== PROBLEM TO WORK ON ==
Return every line of the items below that contains the word "water", treating case as significant.

————

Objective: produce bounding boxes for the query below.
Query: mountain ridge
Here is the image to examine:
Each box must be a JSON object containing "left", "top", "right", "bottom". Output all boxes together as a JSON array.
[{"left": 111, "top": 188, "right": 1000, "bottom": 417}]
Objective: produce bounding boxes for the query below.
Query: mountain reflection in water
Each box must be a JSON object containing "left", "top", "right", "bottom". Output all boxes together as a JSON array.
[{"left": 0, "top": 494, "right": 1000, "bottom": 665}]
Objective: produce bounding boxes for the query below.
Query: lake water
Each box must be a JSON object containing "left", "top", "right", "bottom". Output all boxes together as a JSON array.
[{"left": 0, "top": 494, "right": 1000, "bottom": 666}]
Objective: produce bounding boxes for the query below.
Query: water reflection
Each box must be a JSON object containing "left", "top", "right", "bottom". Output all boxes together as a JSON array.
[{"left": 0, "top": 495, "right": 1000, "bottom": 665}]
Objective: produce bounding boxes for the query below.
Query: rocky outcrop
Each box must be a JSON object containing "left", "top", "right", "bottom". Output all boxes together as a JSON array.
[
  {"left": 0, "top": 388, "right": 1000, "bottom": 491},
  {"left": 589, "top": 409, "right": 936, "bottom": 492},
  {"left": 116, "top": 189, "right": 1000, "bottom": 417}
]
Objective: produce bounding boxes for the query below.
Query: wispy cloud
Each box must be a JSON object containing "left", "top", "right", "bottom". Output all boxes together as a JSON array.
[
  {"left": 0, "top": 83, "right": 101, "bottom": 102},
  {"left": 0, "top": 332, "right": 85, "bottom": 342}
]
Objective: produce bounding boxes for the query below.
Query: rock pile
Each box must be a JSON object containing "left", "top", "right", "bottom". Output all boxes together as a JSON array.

————

== THE ANSWER ==
Query: mountain reflection in water
Query: lake water
Query: water reflection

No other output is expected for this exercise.